GIVEN PROBLEM -
Starting with the line that contains "Please spot the black hockey" and going on through the last line, swap "stick shaft" for "hockey stick" and write out only those lines again, changing nothing else.
----- RECORDS FOR THIS EXERCISE
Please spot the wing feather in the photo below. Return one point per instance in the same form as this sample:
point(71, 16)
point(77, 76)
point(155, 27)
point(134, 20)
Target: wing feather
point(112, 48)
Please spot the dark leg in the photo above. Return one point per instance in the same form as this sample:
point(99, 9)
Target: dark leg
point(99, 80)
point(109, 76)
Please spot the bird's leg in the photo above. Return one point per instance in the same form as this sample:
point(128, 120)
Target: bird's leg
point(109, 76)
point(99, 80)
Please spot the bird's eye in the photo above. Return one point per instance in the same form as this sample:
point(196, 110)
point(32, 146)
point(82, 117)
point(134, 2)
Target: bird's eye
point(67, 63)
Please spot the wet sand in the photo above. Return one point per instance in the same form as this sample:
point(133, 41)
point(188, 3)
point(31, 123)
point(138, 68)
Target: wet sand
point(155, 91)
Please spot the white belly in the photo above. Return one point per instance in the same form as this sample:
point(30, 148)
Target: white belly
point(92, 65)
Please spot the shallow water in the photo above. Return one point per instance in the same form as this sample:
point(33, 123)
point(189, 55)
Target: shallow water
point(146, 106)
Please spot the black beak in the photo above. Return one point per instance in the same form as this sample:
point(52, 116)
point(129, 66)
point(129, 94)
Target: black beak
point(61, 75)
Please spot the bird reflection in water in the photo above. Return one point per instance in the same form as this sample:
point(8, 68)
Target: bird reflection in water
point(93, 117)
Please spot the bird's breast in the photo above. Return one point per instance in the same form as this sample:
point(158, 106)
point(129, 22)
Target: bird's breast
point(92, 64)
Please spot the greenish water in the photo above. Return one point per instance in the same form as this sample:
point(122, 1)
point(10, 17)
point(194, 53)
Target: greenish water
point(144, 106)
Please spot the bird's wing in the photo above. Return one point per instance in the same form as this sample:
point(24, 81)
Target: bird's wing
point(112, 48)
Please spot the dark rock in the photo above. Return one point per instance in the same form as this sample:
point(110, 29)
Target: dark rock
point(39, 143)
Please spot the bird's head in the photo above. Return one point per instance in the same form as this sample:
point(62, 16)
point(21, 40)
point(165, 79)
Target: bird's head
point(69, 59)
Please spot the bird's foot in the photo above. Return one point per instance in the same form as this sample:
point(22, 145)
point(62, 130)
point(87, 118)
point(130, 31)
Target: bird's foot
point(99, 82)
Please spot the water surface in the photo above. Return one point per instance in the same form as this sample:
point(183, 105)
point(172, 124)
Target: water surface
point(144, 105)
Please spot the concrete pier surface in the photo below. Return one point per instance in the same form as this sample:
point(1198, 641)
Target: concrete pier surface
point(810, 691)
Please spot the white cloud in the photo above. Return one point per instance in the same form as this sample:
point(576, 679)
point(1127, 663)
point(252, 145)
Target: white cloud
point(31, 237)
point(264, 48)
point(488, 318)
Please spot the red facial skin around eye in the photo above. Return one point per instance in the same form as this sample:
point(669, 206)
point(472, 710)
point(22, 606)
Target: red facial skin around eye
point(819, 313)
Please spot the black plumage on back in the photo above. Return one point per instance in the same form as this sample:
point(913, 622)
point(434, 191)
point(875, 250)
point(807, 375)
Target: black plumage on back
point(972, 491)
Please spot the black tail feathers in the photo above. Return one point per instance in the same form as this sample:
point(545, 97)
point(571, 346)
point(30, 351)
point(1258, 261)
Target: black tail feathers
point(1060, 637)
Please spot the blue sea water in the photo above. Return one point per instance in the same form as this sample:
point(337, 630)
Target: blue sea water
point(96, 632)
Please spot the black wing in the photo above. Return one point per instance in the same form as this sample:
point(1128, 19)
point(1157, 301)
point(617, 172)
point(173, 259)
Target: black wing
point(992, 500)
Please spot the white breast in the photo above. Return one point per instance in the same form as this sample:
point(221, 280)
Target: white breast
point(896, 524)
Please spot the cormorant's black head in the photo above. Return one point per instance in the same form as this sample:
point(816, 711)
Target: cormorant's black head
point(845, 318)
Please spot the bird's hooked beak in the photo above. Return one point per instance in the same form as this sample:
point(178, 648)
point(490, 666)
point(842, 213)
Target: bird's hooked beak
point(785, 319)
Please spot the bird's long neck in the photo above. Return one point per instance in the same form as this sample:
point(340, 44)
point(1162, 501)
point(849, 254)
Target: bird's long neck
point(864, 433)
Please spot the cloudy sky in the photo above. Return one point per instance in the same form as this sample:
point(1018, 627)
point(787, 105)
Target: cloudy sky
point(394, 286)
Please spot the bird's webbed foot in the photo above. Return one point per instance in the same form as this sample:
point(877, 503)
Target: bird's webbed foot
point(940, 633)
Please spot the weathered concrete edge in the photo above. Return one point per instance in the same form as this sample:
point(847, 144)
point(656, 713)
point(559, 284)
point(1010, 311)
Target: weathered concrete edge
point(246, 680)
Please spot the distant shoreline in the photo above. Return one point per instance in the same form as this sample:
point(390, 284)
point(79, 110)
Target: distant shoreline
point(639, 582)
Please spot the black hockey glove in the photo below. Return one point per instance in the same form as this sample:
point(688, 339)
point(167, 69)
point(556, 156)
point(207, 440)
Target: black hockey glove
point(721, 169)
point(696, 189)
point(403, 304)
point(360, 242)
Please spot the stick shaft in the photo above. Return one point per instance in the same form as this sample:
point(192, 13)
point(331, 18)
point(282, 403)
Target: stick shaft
----------
COMPLETED TASK -
Please spot the black hockey glove in the photo below. Return one point per instance in the same form as this sample:
point(688, 339)
point(167, 69)
point(556, 156)
point(207, 440)
Target: black hockey glove
point(721, 169)
point(696, 189)
point(403, 304)
point(360, 242)
Please spot the hockey stick in the photo above. Return one point per instance in the same form as this sample:
point(192, 13)
point(331, 18)
point(282, 403)
Target: hockey stick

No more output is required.